— Brief —
Repeat the records in full, exactly.

— Data for analysis —
****************************************

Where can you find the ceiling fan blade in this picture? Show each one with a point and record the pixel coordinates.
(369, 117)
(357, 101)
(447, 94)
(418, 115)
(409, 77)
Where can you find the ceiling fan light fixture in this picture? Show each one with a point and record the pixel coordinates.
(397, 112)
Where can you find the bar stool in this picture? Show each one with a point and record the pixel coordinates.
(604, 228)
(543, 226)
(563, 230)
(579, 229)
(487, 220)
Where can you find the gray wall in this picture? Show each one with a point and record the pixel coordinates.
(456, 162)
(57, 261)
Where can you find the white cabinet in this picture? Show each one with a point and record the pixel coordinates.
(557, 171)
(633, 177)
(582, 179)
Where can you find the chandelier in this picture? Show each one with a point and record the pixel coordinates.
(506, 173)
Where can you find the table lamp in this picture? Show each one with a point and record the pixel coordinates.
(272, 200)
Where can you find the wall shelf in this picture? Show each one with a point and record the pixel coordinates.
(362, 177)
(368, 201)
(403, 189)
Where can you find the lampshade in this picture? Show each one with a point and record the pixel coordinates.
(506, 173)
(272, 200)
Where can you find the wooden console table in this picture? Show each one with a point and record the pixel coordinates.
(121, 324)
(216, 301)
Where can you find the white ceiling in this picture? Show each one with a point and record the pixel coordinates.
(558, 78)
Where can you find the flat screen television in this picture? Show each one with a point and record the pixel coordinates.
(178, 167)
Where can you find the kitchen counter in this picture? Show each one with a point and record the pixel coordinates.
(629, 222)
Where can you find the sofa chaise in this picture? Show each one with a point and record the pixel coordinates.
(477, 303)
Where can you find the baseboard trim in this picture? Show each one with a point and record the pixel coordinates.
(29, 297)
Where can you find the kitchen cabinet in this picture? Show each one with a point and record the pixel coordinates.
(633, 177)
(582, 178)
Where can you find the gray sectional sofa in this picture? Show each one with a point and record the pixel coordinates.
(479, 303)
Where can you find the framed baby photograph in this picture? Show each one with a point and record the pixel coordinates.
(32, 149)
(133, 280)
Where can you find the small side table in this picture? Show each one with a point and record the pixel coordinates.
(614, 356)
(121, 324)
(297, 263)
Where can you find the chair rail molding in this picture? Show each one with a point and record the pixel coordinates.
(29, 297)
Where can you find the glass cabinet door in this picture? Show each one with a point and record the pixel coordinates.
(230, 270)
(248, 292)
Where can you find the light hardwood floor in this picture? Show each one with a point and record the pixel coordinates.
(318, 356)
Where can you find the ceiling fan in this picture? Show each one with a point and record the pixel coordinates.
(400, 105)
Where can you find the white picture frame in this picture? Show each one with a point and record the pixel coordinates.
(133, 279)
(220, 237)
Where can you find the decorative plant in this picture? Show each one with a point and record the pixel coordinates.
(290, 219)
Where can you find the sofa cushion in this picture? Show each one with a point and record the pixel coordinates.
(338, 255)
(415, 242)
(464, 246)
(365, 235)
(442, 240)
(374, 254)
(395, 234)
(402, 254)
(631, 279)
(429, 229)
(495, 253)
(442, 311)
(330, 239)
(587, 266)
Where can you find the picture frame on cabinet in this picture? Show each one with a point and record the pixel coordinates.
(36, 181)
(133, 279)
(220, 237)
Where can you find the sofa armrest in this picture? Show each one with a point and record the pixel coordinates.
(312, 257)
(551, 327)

****************************************

— Written solution —
Where can you find the ceiling fan blade in this picture? Show each one with a point and record the pixel coordinates.
(369, 117)
(357, 101)
(447, 94)
(418, 115)
(409, 77)
Where can you find the ceiling fan light fixture in this picture? Show each one with a point and record the pixel coordinates.
(397, 112)
Where can you find the bar stool in this picture? Show each one with a point and record the pixel coordinates.
(604, 228)
(543, 226)
(563, 230)
(579, 229)
(487, 220)
Where can you find the gray wall in this picture? Show each one with a point and record the pixel coordinates.
(456, 162)
(57, 261)
Where can you find the white cabinet in this picture? Show each one with a point and record the pixel coordinates.
(557, 171)
(633, 177)
(582, 179)
Where can you find the chandelier in this picture? Show each one with a point and record the pixel coordinates.
(506, 173)
Where can you find the table lamp in this picture? Show each one with a point and record the pixel coordinates.
(272, 200)
Where can you find the wall shelf in this picture? Show each one with a point and record the pixel coordinates.
(362, 177)
(368, 201)
(403, 189)
Where can you find the lampshade in this picture? Show each one with a point and record the pixel coordinates.
(506, 173)
(272, 200)
Where can you find the wooden console table in this picture? Show each one with a point and record the pixel coordinates.
(121, 324)
(216, 301)
Where can you find the white ceiling in this picture? Show each one with a point and record the pixel coordinates.
(558, 78)
Where can you find the flat screen television in this picture? Show each one with a point and record the pixel coordinates.
(178, 167)
Where can you find the kitchen counter in this picture? Show each one with a point and record the pixel coordinates.
(629, 222)
Where can you find the sofa chaise in this picture? Show each one with a point and record the pixel coordinates.
(477, 303)
Where can you find the baseboard trim in this picture? Show each one with a point and record the pixel coordinates.
(29, 297)
Where can you find the kitchen cabinet in this picture? Show each one with a point and record the pixel coordinates.
(633, 177)
(582, 178)
Where can you find the gray sectional sofa in this picture? Show each one with a point and record the pixel coordinates.
(479, 303)
Where can you find the framed baby photograph in this picture? Show each one with a point and record the pixel coordinates.
(32, 149)
(133, 280)
Where can you find the small side table in this picture? Show each one with a point and record the pixel coordinates.
(614, 356)
(121, 324)
(297, 263)
Where can you find the chair rail molding in this picture? Show each one with a point and record the pixel coordinates.
(29, 297)
Where can you find the glass cabinet door in this picture? Show each one with a point and record the pixel coordinates.
(230, 270)
(248, 292)
Where can you find the light hardwood floor in this picture? Show each one with a point and record the pixel coordinates.
(318, 356)
Where can you find the ceiling fan in this picture? Show each one with a point and record the pixel coordinates.
(400, 105)
Where can you find the white picture frame in this picture? Show each one with a point and record the pixel coordinates.
(133, 279)
(220, 237)
Where can you find the decorative plant in this picture? Show each one with a point and record the pixel coordinates.
(290, 219)
Where can you find the sofa cushion in this picture? Show each one with a point and record the pixel coordinates.
(338, 255)
(415, 242)
(464, 246)
(365, 235)
(442, 240)
(374, 254)
(395, 234)
(402, 254)
(631, 279)
(429, 229)
(495, 253)
(442, 311)
(330, 239)
(587, 266)
Where can you find the picture frame on cabinet in this picture? Show each one with a point and record the pixel coordinates.
(36, 181)
(133, 279)
(220, 237)
Where can you find the sofa armrest in this picture? Show each one with a point and record the pixel coordinates.
(312, 257)
(551, 327)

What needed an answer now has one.